◆ **Data to process**
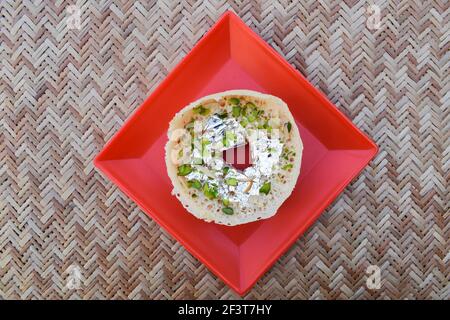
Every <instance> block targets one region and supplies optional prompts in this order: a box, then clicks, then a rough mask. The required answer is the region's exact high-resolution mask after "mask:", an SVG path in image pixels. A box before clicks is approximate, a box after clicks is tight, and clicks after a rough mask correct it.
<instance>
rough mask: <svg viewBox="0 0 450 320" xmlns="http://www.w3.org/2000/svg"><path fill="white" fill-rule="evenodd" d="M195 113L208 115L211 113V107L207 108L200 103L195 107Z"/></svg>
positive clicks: (194, 110)
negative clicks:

◆ **Work required**
Word for word, set down every line of the records above, and leave the pictures out.

◆ **Your response**
Every <instance> block targets one region and supplies optional prompts in this order: a box, then clicks, then a rough mask. The required answer is the region's exact high-resolution mask after "mask:", an SVG path in image pixels. A box before clicks is approximate, a box after clicks is tight, and clicks after a rough mask correct it.
<instance>
rough mask: <svg viewBox="0 0 450 320" xmlns="http://www.w3.org/2000/svg"><path fill="white" fill-rule="evenodd" d="M195 113L208 115L211 113V107L207 108L200 103L195 107Z"/></svg>
positive clicks: (194, 110)
negative clicks:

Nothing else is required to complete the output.